» WHAT THIS TASK INVOLVES
Please count the lines of the material below that contain the string "positive", and reply with only that number.

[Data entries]
——————————

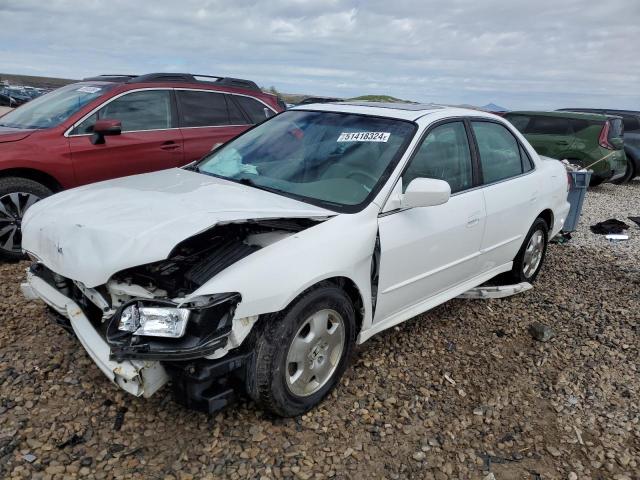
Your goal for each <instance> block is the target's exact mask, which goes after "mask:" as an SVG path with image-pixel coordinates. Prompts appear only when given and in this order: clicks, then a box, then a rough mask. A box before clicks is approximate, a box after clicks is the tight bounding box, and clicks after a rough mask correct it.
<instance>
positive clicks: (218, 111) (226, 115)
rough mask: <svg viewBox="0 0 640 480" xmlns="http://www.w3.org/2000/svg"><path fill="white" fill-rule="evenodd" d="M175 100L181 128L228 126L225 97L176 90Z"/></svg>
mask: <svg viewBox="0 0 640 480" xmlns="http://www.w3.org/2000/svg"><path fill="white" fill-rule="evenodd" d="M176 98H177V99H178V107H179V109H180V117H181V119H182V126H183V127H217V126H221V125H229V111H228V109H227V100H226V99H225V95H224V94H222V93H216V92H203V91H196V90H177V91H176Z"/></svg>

——————————

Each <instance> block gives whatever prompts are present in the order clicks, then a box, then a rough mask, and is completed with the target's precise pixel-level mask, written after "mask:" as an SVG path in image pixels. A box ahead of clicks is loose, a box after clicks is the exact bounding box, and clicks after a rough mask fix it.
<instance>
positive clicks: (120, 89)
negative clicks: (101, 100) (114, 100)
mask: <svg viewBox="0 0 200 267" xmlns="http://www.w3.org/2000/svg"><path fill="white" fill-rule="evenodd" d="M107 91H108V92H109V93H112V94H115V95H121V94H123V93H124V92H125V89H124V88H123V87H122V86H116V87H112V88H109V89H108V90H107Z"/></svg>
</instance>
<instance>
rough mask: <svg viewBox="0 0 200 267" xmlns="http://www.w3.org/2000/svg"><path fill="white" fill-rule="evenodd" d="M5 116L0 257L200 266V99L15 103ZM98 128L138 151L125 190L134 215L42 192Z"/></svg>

——————————

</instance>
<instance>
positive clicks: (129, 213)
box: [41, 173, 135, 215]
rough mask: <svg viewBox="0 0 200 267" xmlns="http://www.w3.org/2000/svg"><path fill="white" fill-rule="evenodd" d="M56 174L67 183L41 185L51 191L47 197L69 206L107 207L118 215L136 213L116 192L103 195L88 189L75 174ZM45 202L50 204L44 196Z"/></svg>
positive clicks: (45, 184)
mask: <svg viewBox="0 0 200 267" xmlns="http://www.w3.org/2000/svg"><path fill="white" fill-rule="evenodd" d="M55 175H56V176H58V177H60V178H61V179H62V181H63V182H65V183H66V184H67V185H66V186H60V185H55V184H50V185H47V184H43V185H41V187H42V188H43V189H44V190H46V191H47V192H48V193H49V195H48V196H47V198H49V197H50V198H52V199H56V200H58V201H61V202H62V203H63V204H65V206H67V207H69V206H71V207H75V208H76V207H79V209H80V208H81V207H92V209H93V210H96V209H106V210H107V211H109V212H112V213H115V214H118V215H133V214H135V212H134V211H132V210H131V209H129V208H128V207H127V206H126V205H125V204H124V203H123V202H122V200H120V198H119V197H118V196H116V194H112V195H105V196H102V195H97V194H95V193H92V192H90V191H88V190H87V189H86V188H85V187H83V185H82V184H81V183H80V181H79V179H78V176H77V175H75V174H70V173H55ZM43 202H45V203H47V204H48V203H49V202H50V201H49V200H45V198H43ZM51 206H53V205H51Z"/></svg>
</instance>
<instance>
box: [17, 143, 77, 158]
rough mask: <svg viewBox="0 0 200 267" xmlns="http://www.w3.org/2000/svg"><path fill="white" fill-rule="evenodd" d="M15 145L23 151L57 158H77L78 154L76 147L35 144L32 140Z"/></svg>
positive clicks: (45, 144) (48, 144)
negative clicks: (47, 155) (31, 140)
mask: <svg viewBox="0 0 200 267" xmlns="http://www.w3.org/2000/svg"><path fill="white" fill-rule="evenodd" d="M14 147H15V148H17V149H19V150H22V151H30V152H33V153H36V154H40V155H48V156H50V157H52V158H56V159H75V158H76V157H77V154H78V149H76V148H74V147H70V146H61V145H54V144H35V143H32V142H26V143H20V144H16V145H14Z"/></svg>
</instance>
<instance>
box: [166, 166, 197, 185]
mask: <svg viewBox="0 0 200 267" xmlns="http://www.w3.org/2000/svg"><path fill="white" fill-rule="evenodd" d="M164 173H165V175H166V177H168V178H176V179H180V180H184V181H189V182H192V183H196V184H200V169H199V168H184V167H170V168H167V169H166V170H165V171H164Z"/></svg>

——————————

» ANSWER SPACE
5